→ **Set exercise 1**
In the excerpt on China and India, who opened the door at Nehru's residence for the writer and the writer's wife?
→ **Set exercise 2**
Pick up the excerpt on China and India after its final sentence and keep writing it.

→ **Excerpted text**
>> START
These words were uttered at a 26-country forum called the Asia Cooperation Dialogue on April 6.

The following Saturday, April 9, Mr. Jiabao flew over to India where he quickly signed a series of agreements with India’s Prime Minister, Dr. Manmohan Singh who only a week earlier had been visited by the United States’ fairly-new Secretary of State Condoleeza Rice in a move by Washington DC to court India’s military cooperation, not merely economic ties. My reading of the dealmaking on the part of Prime Minister Jiabao is a desire on the part of Beijing to secure its southern borders by promising an end to long-festering territorial disputes.

Dr. Singh and the Indian government, naturally, welcomed Jiabao’s overtures with great enthusiasm, and the usual flowery pronouncements. But the undercurrent will inevitably be a continuing wariness between the two nascent Big Powers in Asia. Memories may be muted, but among some in India they remain keen, over India’s military humiliation in Ladakh in the Himalayas, when the Chinese crushed an Indian military outpost there claiming the Indians had intruded into their territory.

A few weeks after that debacle, in 1962, I had interviewed India’s late Prime Minister Jawaharlal Nehru in his bungalow in Teen Murti, his official residence. I remember it had been the Pandit’s daughter, Indira Gandhi – then acting as his private secretary – who opened the door for my wife and myself. Nehru was grave of feature, but cordial in manner. I had been warned by the Cabinet minister who arranged my visit not to bring up the subject of Ladakh, or any painful political topic, since Nehru was reportedly nursing feelings of disappointment and repressed anger which should not be stoked. After fifteen minutes of polite but pointless conversation, during which I had admired his library and the flowers glimpsed outside the window, Nehru suddenly turned to me and impatiently snapped: "Aren’t you going to ask me about Ladakh?"

"Oh… yes… Ladakh," I blurted out.

And he was off on a monologue which I dared not interrupt, except by nodding. Prime Minister Nehru, who had been so close to China’s Premier Zhou Enlai – one had dazzled the other by his brilliance and charm – bitterly confessed to the abject failure of his policy of Hindi-Chini bai-bai ("Indians and Chinese are brothers!"). For years both during the Bandung conference of 1955 and for half a decade afterwards, Nehru had been the apostle of "peaceful co-existence," punctuated by all-out friendship for his big neighbor up north. He had scorned the West, America in particular, for its paranoia about Communist China. "I learned an unforgettable lesson from Ladakh," the great Pandit sadly concluded. Already I could see the shadow of his impending death on his face. "And the lesson was that to co-exist, one must first be strong."
>> END
→ **Recorded information**
>> START
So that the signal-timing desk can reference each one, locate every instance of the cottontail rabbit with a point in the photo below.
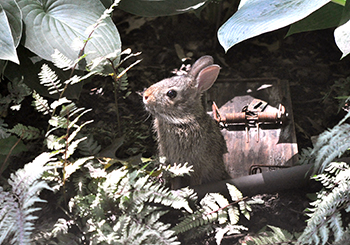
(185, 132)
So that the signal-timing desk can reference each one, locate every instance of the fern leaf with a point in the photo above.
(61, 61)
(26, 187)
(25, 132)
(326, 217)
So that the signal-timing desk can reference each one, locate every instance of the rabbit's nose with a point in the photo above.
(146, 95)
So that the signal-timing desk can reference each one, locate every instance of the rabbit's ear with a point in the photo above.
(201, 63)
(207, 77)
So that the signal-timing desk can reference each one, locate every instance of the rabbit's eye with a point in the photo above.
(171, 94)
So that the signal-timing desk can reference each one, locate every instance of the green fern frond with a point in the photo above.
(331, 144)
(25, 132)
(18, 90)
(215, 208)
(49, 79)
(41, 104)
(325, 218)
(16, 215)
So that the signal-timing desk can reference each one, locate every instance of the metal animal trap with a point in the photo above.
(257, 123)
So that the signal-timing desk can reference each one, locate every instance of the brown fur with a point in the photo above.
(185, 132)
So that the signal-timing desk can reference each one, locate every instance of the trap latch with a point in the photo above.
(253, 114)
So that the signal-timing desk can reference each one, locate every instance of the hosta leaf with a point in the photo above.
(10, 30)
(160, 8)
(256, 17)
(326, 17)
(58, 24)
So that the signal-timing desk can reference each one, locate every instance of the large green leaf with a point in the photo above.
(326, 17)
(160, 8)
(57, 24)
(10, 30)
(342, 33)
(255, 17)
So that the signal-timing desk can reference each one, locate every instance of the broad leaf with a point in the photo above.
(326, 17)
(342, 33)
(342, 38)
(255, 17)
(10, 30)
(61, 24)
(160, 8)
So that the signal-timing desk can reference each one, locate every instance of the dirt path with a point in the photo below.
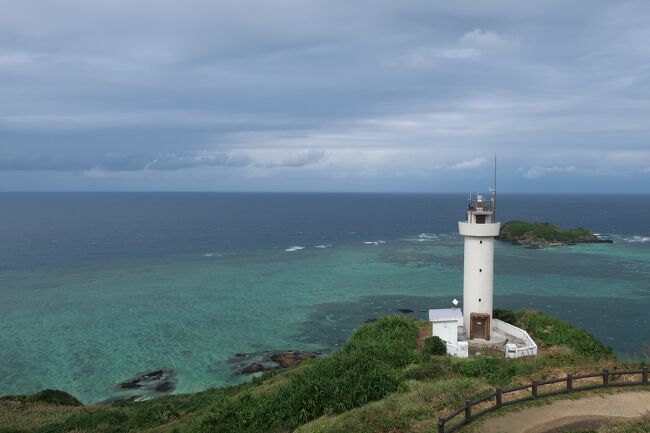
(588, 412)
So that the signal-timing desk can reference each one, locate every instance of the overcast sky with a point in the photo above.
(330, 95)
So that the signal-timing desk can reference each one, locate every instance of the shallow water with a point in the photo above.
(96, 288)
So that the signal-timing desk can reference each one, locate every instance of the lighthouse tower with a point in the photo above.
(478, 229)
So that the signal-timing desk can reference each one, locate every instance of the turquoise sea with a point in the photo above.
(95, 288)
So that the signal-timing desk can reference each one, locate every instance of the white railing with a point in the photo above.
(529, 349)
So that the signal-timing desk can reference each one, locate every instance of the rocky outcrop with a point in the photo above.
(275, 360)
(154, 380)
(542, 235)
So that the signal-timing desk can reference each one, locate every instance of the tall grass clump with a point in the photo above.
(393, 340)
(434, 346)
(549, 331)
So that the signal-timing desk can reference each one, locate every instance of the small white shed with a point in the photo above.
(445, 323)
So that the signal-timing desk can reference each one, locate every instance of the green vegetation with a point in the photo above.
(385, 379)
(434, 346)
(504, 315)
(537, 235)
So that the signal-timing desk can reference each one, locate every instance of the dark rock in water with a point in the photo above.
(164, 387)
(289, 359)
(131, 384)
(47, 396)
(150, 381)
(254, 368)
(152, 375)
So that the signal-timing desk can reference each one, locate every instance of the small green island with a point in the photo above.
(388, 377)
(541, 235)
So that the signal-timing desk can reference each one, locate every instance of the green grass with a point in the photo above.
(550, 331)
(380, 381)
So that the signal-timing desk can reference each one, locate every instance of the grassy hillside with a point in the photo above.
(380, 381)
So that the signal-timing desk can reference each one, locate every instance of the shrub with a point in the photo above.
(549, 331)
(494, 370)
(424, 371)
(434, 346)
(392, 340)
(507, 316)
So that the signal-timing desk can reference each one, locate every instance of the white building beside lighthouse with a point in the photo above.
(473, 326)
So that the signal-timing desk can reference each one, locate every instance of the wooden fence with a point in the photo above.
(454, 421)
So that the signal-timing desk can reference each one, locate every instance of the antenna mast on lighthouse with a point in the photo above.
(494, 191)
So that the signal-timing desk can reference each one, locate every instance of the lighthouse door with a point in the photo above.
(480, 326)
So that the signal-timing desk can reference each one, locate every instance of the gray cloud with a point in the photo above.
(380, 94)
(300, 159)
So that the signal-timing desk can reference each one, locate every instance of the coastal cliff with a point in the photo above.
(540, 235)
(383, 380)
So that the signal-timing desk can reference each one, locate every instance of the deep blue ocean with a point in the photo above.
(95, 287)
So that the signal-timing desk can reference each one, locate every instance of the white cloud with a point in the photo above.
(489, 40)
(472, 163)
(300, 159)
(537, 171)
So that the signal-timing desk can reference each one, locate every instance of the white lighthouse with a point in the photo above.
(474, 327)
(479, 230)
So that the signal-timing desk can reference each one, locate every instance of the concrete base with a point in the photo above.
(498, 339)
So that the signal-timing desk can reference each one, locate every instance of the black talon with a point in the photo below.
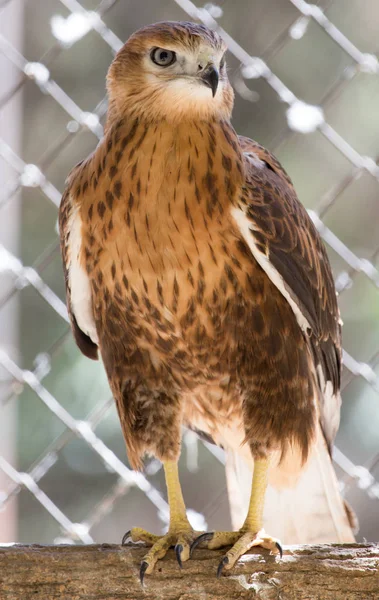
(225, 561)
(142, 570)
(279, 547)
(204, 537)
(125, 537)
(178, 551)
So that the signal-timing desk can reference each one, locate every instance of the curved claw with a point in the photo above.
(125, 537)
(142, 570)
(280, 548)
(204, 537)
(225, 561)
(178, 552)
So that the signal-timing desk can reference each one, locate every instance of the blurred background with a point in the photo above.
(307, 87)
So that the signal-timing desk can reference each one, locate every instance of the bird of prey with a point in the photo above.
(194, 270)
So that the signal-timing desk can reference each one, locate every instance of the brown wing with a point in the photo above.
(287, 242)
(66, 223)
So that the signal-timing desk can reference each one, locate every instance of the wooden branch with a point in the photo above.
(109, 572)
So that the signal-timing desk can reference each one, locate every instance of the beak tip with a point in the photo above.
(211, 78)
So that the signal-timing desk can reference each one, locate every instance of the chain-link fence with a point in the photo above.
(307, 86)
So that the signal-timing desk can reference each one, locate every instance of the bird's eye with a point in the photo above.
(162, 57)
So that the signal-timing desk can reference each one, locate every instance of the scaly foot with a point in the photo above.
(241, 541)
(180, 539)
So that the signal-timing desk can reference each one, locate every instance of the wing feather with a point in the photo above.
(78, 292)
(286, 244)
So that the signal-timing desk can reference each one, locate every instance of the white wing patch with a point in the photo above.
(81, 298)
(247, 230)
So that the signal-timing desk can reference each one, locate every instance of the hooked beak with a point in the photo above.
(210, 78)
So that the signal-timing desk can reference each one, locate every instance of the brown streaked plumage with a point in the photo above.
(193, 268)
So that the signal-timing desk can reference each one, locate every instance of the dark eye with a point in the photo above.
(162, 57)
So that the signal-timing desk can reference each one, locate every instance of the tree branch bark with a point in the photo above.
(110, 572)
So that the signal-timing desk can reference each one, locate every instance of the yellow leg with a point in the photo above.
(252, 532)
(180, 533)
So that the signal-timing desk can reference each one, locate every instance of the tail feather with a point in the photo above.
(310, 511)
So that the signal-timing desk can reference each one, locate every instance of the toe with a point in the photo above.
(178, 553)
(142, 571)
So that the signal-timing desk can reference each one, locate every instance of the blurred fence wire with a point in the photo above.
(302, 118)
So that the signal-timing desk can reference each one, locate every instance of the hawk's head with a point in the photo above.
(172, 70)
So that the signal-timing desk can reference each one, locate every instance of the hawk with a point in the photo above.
>> END
→ **Task response 1**
Indira Gandhi, Nehru's daughter, who was then acting as his private secretary.

→ **Task response 2**
India has since then embarked on a slow, but sure process of strengthening itself in the military field – after all, its next-door rival, Muslim Pakistan had never allowed the Indians to grow complacent on this score. It was left to Nehru’s grandson, the late Rajiv Gandhi (husband of Sonia Gandhi) to push, when he served his turn as Prime Minister, to push forward the arming of its forces, particularly the development of a "blue-water" Navy. A former commercial airline pilot himself, Rajiv had striven to modernize the Indian Air Force, too.

Having spent two weeks in India last February, I can attest to the impressive upsurge of India as Asia’s second most populous and potentially puissant nation – with one billion Indians bursting into the IT century, at a breakneck rate of population growth which threatens to surpass that of China in the year 2010.

India will soon begin building its own aircraft carrier, a 37,500-ton warship in the government-owned shipyard in Kerala, capable of launching 30 fighter jets and an "operating endurance" of 7,500 nautical miles in 45 days. This was confirmed by the definitive Jane’s Defence Weekly which asserted India would then have the only carrier navy in the Indian ocean. India, however, imports 70 percent of its military needs. Indeed, the new carrier will still have to import its major components – i.e. weapons systems, aircraft and electronics – although jet warplanes are being manufactured in such cities as Bangalore.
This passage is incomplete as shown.